» Task details:
Convert the items from the start through the line with "[1281,564,1313,593]" into a two-column CSV with the columns label_text and boxes. Give one row for each line of wording and the box lines beneath it, with every field in quotes and line breaks replaced by spaces.

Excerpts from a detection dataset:
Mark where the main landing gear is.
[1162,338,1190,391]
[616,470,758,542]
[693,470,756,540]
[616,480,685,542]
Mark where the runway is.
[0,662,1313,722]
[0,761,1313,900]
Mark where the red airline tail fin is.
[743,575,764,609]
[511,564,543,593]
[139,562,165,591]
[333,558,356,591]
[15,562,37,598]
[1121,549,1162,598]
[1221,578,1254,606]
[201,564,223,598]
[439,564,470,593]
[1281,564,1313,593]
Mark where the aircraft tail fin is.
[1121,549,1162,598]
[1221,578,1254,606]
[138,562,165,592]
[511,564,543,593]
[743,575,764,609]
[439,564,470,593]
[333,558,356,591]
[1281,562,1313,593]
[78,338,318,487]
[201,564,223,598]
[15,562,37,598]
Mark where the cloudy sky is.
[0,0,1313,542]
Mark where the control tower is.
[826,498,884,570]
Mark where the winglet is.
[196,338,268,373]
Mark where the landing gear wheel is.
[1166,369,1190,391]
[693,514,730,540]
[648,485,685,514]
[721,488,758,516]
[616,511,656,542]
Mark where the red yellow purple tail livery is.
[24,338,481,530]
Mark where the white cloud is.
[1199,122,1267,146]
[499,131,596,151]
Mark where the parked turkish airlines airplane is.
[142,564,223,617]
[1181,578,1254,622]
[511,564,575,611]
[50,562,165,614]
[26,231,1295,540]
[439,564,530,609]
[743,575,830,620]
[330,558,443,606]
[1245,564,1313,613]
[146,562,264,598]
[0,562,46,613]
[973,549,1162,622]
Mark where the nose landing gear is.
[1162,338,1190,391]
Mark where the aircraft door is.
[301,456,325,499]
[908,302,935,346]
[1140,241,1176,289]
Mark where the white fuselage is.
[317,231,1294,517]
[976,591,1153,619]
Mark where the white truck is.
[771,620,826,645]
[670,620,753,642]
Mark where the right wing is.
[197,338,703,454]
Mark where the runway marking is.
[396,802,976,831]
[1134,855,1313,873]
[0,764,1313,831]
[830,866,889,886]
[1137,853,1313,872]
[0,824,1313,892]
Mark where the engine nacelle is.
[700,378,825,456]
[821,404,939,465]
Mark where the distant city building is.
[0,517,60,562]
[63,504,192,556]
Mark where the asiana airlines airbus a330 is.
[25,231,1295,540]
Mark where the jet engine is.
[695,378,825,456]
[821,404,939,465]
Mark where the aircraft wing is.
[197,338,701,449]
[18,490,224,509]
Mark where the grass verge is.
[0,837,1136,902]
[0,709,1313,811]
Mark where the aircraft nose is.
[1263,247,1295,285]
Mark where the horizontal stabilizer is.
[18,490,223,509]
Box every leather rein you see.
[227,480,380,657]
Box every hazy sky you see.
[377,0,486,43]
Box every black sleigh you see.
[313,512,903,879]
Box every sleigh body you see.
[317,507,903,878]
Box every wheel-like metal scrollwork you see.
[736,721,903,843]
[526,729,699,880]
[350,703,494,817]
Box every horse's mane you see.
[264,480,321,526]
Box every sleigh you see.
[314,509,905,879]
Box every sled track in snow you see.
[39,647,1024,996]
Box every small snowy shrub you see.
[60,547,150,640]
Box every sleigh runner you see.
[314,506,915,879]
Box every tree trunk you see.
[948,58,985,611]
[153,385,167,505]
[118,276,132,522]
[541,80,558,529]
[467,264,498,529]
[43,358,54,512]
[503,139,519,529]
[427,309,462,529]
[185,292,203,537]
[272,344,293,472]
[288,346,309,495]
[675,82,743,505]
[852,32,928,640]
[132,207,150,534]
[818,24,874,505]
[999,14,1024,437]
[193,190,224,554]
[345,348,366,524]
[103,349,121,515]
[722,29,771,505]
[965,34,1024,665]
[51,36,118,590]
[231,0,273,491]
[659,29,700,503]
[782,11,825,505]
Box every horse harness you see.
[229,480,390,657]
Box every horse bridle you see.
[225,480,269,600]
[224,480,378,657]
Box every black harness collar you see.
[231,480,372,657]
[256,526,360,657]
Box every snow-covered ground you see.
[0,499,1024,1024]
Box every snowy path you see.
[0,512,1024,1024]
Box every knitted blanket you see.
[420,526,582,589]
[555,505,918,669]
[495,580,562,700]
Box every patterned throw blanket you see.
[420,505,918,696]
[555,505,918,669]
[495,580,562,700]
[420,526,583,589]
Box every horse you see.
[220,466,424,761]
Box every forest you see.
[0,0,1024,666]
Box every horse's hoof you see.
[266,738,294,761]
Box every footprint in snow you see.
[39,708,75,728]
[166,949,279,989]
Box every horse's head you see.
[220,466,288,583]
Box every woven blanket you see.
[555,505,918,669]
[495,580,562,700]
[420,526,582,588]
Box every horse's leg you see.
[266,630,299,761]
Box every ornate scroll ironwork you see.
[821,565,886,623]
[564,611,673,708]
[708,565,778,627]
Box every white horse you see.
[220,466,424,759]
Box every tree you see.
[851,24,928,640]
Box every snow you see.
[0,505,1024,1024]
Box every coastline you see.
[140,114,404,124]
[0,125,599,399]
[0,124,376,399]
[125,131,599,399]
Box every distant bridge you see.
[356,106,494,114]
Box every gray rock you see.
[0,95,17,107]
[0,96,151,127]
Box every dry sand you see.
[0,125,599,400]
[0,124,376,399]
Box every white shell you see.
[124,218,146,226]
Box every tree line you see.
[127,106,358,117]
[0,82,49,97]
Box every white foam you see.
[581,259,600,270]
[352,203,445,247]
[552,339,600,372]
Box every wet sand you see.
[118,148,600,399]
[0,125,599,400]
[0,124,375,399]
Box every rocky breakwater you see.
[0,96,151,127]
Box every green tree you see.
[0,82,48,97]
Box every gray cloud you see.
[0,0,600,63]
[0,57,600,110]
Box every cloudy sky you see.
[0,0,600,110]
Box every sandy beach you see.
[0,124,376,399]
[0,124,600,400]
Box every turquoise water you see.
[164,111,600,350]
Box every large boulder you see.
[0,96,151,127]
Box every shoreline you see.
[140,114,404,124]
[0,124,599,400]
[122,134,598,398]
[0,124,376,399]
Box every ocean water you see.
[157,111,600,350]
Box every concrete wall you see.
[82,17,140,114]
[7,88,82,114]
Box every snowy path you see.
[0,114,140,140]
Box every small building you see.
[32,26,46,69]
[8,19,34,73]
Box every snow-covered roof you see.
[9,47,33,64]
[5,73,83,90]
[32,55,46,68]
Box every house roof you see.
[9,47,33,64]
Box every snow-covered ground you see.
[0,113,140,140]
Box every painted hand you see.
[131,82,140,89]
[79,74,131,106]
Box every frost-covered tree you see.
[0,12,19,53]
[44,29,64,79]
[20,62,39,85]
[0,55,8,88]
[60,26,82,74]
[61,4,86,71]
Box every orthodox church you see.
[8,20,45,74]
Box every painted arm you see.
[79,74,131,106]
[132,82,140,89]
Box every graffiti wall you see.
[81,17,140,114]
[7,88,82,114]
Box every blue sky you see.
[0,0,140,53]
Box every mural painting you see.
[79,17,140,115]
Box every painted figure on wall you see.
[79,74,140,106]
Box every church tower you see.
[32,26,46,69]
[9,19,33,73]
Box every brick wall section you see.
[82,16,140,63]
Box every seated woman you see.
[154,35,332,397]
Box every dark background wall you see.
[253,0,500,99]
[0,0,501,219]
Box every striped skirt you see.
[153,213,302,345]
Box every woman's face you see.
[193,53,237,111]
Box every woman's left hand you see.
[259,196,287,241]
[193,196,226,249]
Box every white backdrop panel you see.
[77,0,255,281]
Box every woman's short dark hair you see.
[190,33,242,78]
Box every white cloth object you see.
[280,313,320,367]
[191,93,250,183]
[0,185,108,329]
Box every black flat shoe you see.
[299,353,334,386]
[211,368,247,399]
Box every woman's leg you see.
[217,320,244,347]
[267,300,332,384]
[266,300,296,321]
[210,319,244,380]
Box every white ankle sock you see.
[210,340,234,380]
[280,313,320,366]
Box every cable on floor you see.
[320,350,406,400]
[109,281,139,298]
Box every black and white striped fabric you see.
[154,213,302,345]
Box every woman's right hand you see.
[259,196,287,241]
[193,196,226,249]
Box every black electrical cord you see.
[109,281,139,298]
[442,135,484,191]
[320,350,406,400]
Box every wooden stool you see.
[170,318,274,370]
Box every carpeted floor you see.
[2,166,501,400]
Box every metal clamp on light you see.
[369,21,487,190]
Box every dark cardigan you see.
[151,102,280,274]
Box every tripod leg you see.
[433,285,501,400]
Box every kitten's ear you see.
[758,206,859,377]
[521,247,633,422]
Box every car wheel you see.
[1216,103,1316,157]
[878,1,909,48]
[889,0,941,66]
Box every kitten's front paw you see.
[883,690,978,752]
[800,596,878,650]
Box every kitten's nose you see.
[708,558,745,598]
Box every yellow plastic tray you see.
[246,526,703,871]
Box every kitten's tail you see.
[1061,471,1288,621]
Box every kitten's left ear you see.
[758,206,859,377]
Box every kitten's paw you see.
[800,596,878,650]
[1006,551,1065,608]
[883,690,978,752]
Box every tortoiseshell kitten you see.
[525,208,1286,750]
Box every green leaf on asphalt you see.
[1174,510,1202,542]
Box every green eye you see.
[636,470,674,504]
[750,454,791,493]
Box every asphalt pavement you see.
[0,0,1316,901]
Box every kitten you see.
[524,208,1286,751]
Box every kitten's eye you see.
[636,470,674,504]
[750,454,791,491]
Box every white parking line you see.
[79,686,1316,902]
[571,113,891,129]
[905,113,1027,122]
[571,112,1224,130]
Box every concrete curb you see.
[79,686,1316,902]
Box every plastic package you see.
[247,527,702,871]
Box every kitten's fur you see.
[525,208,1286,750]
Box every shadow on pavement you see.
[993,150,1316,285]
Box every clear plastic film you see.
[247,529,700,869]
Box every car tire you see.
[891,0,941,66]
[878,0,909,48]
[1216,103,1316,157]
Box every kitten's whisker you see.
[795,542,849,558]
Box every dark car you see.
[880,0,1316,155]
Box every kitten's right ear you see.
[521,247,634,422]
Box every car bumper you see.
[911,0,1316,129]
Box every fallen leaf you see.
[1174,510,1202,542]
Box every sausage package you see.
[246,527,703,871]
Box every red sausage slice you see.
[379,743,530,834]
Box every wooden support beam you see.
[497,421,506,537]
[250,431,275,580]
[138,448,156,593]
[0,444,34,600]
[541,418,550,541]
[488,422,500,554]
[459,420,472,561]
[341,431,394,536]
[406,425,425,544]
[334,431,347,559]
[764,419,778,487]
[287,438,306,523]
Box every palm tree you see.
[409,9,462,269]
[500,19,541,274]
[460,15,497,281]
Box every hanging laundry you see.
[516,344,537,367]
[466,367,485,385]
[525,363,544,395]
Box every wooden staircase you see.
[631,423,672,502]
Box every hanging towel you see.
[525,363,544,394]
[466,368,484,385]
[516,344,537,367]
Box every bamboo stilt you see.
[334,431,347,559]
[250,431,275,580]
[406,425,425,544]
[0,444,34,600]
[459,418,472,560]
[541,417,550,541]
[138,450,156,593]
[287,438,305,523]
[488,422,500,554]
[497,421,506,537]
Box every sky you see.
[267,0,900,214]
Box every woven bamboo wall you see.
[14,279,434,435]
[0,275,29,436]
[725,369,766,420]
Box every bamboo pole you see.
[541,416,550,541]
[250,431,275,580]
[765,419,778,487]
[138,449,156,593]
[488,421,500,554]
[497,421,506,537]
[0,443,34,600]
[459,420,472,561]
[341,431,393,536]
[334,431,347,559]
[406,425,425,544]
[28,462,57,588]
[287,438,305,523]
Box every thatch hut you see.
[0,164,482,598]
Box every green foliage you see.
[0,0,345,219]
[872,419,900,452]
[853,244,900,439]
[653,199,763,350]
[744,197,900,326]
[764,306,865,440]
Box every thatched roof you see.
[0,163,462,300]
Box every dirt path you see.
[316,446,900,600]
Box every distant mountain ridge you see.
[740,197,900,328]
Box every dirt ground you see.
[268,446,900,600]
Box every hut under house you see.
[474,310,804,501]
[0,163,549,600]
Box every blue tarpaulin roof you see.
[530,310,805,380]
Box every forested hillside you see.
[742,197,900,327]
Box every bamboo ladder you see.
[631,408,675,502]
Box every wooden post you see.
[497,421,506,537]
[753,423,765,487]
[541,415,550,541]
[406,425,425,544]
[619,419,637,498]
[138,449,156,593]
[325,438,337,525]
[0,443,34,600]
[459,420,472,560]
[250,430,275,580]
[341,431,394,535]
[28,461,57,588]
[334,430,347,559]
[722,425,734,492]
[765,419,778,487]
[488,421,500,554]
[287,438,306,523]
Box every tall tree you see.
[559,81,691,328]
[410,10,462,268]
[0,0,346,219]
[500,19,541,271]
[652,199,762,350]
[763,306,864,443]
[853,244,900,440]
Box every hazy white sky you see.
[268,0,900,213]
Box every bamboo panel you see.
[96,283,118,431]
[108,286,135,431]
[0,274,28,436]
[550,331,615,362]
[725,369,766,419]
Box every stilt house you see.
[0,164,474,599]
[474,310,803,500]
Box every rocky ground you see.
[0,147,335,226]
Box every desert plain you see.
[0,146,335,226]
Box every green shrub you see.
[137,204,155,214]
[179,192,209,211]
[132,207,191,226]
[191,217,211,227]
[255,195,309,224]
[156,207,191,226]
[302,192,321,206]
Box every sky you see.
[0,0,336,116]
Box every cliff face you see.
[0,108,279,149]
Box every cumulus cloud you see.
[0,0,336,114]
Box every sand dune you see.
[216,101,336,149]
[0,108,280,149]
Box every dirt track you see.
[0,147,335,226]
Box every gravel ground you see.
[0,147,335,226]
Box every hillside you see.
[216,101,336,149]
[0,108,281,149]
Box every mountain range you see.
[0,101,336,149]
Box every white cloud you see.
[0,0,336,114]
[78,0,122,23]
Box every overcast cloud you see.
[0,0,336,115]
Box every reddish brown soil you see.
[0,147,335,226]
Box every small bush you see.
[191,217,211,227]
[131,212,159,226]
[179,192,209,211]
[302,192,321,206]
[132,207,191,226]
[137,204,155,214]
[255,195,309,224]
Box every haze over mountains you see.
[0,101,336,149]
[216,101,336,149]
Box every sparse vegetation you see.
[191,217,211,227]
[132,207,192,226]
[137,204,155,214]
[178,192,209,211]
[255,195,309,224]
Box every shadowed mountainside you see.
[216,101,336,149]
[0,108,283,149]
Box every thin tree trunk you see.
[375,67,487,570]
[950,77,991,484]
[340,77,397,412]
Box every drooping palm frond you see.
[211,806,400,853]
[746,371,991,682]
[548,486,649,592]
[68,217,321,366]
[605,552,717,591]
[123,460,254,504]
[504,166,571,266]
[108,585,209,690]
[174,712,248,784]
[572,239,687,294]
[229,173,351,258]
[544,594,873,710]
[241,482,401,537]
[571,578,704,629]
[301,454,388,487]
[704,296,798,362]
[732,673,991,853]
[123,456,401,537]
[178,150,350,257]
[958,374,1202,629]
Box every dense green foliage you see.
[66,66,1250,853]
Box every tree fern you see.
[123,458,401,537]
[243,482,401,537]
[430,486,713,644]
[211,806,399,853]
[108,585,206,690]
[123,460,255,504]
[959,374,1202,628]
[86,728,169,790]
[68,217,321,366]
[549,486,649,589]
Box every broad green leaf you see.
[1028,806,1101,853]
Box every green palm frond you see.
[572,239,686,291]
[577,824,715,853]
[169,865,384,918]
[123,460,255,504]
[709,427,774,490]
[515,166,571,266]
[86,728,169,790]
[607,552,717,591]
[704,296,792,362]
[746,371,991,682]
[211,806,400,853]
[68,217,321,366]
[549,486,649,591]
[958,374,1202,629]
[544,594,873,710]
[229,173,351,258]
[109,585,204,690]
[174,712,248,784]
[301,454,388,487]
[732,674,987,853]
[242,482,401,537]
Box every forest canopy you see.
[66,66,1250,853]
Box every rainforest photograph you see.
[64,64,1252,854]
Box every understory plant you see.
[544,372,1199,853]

» Reply:
label_text,boxes
"Mark where the main landing gear is.","[1162,338,1190,391] [616,470,758,542] [693,470,756,540] [616,480,685,542]"
"Mark where the runway is.","[0,662,1313,722] [0,761,1313,900]"
"Mark where the red airline tail fin is.","[743,575,764,609] [511,564,543,593] [139,562,165,591] [333,558,356,591] [15,562,37,598] [1121,549,1162,598] [1221,578,1254,606] [201,564,223,598] [439,564,470,593] [1281,564,1313,593]"